## DESCRIPTION OF THE TASK
All of the data needs to be reproduced with no alterations.

─── TASK INPUTS ───

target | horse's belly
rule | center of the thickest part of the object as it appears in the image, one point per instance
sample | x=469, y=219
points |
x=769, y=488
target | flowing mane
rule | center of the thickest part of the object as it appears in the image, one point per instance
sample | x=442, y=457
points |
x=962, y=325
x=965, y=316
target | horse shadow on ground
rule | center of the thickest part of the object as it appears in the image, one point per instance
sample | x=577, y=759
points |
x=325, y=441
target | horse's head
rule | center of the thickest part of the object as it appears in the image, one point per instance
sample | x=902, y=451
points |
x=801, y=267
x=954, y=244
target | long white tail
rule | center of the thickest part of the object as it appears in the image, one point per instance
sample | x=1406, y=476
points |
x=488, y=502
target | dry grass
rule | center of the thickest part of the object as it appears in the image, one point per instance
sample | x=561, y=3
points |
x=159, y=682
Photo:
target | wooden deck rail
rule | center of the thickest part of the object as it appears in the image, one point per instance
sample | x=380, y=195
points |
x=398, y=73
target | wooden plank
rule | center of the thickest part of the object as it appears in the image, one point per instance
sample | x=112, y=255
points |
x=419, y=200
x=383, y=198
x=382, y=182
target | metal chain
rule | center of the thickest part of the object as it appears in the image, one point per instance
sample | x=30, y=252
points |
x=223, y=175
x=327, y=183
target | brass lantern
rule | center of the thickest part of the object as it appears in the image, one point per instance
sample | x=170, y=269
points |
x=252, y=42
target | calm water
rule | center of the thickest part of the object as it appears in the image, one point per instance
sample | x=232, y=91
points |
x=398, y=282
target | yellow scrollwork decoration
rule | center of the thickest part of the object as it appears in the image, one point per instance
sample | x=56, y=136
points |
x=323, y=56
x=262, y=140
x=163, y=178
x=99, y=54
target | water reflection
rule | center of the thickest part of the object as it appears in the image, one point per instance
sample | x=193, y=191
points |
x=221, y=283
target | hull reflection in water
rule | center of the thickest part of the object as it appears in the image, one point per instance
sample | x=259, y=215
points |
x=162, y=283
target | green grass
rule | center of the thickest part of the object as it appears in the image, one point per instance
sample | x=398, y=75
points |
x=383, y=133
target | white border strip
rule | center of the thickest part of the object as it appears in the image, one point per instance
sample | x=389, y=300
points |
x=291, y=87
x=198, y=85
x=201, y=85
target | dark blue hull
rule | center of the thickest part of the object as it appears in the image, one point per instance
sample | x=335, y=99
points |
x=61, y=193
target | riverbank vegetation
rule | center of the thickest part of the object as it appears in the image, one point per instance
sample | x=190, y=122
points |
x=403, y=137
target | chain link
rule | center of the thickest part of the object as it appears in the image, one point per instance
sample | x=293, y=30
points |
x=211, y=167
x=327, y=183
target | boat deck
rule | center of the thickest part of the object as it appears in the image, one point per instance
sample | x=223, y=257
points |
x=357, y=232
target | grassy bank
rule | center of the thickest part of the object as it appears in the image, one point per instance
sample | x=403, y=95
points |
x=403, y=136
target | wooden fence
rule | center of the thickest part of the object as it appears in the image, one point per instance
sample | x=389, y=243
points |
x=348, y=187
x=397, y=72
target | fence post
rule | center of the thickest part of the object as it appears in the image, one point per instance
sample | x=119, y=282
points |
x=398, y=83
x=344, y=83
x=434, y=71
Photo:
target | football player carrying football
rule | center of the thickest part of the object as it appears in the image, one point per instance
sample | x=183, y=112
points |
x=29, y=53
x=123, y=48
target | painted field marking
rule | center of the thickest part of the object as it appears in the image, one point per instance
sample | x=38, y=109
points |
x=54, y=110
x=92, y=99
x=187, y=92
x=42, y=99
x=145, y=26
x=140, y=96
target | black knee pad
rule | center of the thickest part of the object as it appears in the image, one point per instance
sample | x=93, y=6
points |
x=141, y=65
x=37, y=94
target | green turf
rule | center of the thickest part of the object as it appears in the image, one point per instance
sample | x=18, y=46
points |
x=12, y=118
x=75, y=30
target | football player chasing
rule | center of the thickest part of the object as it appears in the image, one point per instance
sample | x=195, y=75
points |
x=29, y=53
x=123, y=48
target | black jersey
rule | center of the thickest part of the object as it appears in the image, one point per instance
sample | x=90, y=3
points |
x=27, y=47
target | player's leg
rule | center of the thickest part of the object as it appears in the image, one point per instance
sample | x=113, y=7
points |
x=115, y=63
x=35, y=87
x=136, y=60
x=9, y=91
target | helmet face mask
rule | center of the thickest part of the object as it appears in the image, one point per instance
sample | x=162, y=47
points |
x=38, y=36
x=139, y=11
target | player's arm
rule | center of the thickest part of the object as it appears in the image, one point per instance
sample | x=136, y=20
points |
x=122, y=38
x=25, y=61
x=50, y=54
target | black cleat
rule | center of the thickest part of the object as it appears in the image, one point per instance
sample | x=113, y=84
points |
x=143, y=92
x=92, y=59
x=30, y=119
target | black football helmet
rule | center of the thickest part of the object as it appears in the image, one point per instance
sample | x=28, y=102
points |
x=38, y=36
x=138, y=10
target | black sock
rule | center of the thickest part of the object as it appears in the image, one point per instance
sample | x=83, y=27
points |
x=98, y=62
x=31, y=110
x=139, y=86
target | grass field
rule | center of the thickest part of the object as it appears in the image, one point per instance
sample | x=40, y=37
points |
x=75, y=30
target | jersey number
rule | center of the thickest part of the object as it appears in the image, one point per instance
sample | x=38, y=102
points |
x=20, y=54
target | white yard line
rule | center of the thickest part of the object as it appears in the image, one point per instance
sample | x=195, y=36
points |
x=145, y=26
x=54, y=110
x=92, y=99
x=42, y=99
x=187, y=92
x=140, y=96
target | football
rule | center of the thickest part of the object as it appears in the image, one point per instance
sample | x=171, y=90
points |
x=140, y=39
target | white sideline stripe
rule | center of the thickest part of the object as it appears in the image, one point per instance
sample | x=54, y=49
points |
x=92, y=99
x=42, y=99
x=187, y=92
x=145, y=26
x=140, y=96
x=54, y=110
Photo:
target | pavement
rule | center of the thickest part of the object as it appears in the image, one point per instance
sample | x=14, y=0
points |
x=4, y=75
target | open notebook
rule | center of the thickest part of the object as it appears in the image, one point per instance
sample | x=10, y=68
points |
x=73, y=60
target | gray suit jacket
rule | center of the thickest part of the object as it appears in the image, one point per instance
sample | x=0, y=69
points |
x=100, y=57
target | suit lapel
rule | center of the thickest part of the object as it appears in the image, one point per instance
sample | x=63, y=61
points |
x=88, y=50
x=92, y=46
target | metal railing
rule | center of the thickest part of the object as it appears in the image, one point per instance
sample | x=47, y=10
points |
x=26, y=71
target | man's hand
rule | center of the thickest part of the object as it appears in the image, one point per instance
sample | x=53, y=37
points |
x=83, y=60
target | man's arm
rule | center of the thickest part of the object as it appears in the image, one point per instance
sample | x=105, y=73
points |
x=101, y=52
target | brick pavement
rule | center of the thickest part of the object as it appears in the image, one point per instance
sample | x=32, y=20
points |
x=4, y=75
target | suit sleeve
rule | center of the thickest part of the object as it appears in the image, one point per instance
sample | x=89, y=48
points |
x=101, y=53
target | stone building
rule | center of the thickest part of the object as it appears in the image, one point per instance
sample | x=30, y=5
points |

───

## RESULT OF THIS EXERCISE
target | horse's belly
rule | center of the thickest part of the object as it appears in the image, one point per instance
sample | x=469, y=219
points |
x=769, y=488
target | flowing mane
rule | center of the thickest part of the object as it appears in the image, one point per instance
sample | x=442, y=457
points |
x=962, y=325
x=965, y=316
target | horse shadow on ground
rule | center of the thickest part of the object as it appears in the image, one point per instance
sample | x=577, y=759
points |
x=325, y=441
target | horse's head
rule | center of the thickest part of the object as it appears in the image, one point per instance
sample | x=902, y=451
points |
x=801, y=267
x=954, y=244
target | long white tail
rule | center of the thickest part of the object as it appears in the image, one point per instance
sample | x=1406, y=476
points |
x=488, y=502
target | dry grass
rule | center of the thickest part of the object as it appears in the image, one point per instance
sample | x=561, y=3
points |
x=159, y=682
Photo:
target | wooden deck rail
rule | center of the thickest part of the object as it appears in the image, one point per instance
sample | x=380, y=195
points |
x=398, y=73
target | wooden plank
rule | center of the thickest part of the object as it appears in the image, one point per instance
sample | x=112, y=255
points |
x=419, y=200
x=383, y=198
x=382, y=182
target | metal chain
rule | center of the thickest part of the object as it appears in the image, one point per instance
sample | x=30, y=252
points |
x=223, y=175
x=327, y=183
target | brass lantern
rule | center of the thickest part of the object as it appears in the image, one point per instance
sample | x=170, y=269
points |
x=252, y=42
target | calm water
rule | center of the thickest part of the object as it appears in the image, one point per instance
sample | x=232, y=91
points |
x=398, y=282
target | yellow scrollwork decoration
rule | center of the thickest part of the object as it appears in the image, one point per instance
sample | x=56, y=136
points |
x=323, y=56
x=262, y=140
x=163, y=178
x=99, y=54
target | water reflection
rule | center of the thickest part of the object as it appears in the image, one point per instance
sample | x=193, y=191
points |
x=221, y=283
target | hull reflection in water
rule | center of the thickest part of the object as it appears in the image, one point per instance
sample | x=259, y=215
points |
x=162, y=283
target | green grass
rule | center of the thickest part of the object as it appears in the image, one point per instance
sample | x=398, y=75
points |
x=383, y=133
target | white border strip
rule | center of the thickest part of the object as it appears in the image, one point per instance
sample | x=389, y=300
points |
x=291, y=87
x=198, y=85
x=201, y=85
target | dark blue hull
rule | center of the thickest part of the object as it appears in the image, one point per instance
sample | x=335, y=99
points |
x=61, y=193
target | riverbank vegetation
rule | center of the thickest part of the object as it appears in the image, one point per instance
sample | x=190, y=122
points |
x=403, y=137
target | chain link
rule | center of the thickest part of the object as it appears in the image, one point per instance
sample | x=293, y=30
points |
x=211, y=167
x=327, y=183
target | boat deck
rule | center of the thickest part of the object as it appears in the image, one point per instance
sample | x=223, y=257
points |
x=357, y=232
target | grassy bank
rule | center of the thickest part of the object as it appears in the image, one point per instance
sample | x=403, y=95
points |
x=403, y=136
target | wooden fence
rule | center of the thickest part of the object as it appears in the image, one point per instance
sample | x=389, y=243
points |
x=348, y=187
x=397, y=72
target | fence post
rule | center of the thickest part of the object as it appears in the image, one point per instance
sample | x=119, y=282
points |
x=398, y=83
x=344, y=83
x=434, y=71
Photo:
target | football player carrying football
rule | center of the thickest part of the object as it appears in the image, one point per instance
sample | x=183, y=112
points |
x=29, y=53
x=123, y=48
target | painted field marking
rule | center of the thickest part of the object as it appears in the image, one point per instance
sample | x=38, y=109
points |
x=54, y=110
x=92, y=99
x=187, y=92
x=42, y=99
x=145, y=26
x=140, y=96
target | black knee pad
rule | center of the thickest part of the object as it appears in the image, one point per instance
sample | x=93, y=6
points |
x=141, y=65
x=37, y=94
target | green turf
rule | center of the thickest part of the object as it appears in the image, one point per instance
sample | x=18, y=46
points |
x=12, y=118
x=75, y=30
target | football player chasing
rule | center of the thickest part of the object as it appears in the image, one point per instance
sample | x=195, y=75
points |
x=29, y=53
x=123, y=48
target | black jersey
rule | center of the thickest part of the object as it appears in the image, one point per instance
sample | x=90, y=3
points |
x=27, y=47
target | player's leg
rule | center of the thickest part of the object as it appears in the image, one point per instance
sample | x=113, y=7
points |
x=115, y=63
x=35, y=87
x=136, y=60
x=9, y=91
target | helmet face mask
rule | center of the thickest part of the object as it appears in the image, one point per instance
sample | x=162, y=47
points |
x=38, y=36
x=139, y=11
target | player's arm
rule | center of the thickest part of the object as it appears in the image, one point per instance
sample | x=136, y=20
points |
x=122, y=38
x=25, y=61
x=50, y=54
target | black cleat
rule | center of the thickest part of the object as it appears in the image, one point per instance
sample | x=113, y=84
points |
x=143, y=92
x=92, y=59
x=30, y=119
target | black football helmet
rule | center of the thickest part of the object as it appears in the image, one point per instance
sample | x=28, y=102
points |
x=38, y=36
x=138, y=10
target | black sock
rule | center of the thickest part of the object as it appears in the image, one point per instance
sample | x=83, y=27
points |
x=98, y=62
x=31, y=110
x=139, y=86
target | grass field
rule | center of the thickest part of the object as it appears in the image, one point per instance
sample | x=40, y=37
points |
x=75, y=30
target | jersey number
rule | center of the thickest part of the object as it appears in the image, one point per instance
sample | x=38, y=102
points |
x=20, y=54
target | white yard line
rule | center of the thickest part of the object as it appears in the image, one point per instance
sample | x=195, y=36
points |
x=145, y=26
x=54, y=110
x=92, y=99
x=42, y=99
x=187, y=92
x=140, y=96
target | football
rule | center of the thickest part of the object as it appears in the image, one point per instance
sample | x=171, y=90
points |
x=140, y=39
target | white sideline stripe
rule | center of the thickest part of the object as it appears in the image, one point per instance
sample | x=54, y=49
points |
x=92, y=99
x=42, y=99
x=187, y=92
x=145, y=26
x=140, y=96
x=54, y=110
Photo:
target | pavement
rule | center of the thickest part of the object as it appears in the image, one point per instance
sample | x=14, y=0
points |
x=4, y=75
target | open notebook
rule | center of the thickest part of the object as it appears in the image, one point per instance
sample | x=10, y=68
points |
x=73, y=60
target | gray suit jacket
rule | center of the thickest part of the object as it appears in the image, one point per instance
sample | x=0, y=69
points |
x=100, y=57
target | suit lapel
rule | center of the thickest part of the object as it appears in the image, one point per instance
sample | x=63, y=61
points |
x=88, y=50
x=92, y=46
target | metal railing
rule | center of the thickest part of the object as it appears in the image, one point per instance
sample | x=47, y=10
points |
x=26, y=71
target | man's hand
rule | center of the thickest part of the object as it appears in the image, one point per instance
sample | x=53, y=37
points |
x=83, y=60
target | man's arm
rule | center of the thickest part of the object as it appears in the image, one point per instance
sample | x=105, y=73
points |
x=101, y=52
target | brick pavement
rule | center of the thickest part of the object as it appears in the image, one point per instance
sample | x=32, y=20
points |
x=4, y=75
target | suit sleeve
rule | center of the thickest part of the object as it appears in the image, one point per instance
sample | x=89, y=48
points |
x=101, y=53
target | stone building
rule | center of the thickest part of the object as it appears in the image, one point per instance
sample | x=30, y=5
points |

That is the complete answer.